### Exercise objective
Go through the items below and pull out each line that contains the string "shirt". Copy those lines unchanged, in their original order.

━━━ Information shown ━━━

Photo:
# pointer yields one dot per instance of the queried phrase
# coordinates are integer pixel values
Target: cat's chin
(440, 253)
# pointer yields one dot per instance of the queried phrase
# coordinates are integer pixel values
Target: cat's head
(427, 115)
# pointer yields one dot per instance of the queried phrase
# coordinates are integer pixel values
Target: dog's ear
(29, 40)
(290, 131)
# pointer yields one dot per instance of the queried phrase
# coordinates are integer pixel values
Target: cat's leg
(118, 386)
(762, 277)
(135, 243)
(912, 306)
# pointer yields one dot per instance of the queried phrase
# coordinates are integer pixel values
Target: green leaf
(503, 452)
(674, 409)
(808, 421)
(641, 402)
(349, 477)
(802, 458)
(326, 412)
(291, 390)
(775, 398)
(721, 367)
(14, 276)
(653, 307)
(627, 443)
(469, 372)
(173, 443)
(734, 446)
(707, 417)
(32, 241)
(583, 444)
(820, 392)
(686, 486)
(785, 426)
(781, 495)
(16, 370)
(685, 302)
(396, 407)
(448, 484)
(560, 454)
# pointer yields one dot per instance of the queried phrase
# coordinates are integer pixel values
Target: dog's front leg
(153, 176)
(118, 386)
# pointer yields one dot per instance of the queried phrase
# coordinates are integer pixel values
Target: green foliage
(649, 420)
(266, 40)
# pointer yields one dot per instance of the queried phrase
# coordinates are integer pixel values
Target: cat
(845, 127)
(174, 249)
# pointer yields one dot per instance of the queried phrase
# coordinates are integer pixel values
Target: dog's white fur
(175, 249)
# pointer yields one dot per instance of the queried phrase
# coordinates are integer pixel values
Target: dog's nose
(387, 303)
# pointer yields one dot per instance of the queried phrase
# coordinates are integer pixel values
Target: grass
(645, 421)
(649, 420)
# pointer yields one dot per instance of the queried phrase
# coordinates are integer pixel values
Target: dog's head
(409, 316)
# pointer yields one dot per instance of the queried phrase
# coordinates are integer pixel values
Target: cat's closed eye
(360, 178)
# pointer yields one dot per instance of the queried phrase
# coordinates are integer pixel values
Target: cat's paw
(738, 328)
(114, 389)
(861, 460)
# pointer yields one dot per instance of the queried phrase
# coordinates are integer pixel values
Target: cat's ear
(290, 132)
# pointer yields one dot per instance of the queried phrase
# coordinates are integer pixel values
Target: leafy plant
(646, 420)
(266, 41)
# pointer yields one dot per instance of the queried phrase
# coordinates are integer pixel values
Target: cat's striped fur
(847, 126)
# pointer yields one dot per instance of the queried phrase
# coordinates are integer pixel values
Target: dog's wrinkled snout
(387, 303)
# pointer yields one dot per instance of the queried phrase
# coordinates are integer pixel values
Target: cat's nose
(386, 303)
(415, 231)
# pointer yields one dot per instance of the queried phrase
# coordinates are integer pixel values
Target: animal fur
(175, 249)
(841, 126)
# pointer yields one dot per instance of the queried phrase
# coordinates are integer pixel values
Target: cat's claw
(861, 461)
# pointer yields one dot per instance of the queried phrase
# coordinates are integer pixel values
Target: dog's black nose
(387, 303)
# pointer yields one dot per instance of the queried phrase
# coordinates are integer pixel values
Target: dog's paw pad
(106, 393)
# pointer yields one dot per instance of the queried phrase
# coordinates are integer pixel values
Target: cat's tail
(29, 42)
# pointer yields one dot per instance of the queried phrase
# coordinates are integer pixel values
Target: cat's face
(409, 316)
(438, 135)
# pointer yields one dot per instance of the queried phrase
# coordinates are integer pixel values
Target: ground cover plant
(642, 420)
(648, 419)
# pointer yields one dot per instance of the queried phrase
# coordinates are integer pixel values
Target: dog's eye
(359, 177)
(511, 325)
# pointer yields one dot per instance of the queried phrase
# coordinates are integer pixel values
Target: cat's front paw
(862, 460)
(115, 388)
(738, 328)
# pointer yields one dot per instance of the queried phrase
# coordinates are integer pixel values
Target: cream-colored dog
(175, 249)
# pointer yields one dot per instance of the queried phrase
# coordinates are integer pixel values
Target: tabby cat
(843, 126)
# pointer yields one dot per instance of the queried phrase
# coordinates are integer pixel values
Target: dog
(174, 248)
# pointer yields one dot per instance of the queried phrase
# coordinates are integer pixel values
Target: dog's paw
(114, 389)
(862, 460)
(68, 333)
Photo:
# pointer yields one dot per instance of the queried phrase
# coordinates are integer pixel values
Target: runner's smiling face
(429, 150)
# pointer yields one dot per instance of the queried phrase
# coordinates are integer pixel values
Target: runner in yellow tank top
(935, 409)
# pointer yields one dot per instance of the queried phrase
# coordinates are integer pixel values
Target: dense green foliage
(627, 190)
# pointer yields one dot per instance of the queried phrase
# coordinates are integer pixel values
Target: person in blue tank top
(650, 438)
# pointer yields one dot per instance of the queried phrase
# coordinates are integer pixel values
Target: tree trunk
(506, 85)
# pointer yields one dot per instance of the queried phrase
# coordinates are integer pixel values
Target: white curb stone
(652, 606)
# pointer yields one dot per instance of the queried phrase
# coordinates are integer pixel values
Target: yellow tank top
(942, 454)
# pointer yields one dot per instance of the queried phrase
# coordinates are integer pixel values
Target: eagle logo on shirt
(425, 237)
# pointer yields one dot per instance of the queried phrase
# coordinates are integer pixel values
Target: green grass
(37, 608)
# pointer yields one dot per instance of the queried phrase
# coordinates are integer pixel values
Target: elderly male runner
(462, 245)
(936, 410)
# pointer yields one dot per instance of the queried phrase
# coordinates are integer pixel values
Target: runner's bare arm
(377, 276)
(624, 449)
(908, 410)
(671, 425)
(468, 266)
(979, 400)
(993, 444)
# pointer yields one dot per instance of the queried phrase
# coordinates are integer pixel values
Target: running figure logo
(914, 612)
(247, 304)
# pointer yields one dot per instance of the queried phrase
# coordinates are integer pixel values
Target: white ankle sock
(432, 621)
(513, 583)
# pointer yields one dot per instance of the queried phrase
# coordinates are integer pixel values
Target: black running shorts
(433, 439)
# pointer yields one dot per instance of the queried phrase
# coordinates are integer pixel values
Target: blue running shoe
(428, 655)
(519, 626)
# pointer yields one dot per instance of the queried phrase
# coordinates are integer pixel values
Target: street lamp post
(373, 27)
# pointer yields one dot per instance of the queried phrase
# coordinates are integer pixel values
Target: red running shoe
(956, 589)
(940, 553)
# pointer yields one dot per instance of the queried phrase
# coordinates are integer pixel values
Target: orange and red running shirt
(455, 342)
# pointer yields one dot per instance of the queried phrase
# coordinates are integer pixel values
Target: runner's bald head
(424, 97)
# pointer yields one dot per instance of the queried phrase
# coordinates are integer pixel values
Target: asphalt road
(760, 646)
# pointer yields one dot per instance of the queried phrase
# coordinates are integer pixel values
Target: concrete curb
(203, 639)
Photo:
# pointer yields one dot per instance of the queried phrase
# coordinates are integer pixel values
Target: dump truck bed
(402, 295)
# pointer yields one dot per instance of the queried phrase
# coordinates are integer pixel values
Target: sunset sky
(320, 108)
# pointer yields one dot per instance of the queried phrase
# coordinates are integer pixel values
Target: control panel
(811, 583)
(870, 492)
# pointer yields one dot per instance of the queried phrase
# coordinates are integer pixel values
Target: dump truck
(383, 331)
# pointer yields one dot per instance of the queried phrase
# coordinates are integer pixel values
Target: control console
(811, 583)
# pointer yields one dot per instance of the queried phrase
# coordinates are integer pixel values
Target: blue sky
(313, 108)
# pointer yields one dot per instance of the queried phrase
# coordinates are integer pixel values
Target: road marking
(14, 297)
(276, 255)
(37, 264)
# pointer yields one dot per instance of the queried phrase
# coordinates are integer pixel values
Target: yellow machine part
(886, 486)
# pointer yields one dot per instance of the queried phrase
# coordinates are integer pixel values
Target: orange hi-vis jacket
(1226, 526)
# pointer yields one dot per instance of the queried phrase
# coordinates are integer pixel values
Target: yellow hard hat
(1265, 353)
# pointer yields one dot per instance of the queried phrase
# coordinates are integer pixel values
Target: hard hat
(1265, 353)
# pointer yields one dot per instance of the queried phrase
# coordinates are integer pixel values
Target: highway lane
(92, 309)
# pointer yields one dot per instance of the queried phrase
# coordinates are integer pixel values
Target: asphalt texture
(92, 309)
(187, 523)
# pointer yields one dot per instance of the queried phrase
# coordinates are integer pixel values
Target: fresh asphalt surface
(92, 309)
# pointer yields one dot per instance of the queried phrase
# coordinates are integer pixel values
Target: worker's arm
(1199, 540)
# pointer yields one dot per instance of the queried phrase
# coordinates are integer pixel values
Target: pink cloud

━━━

### Full output
Target: eagle logo on shirt
Target: orange and red running shirt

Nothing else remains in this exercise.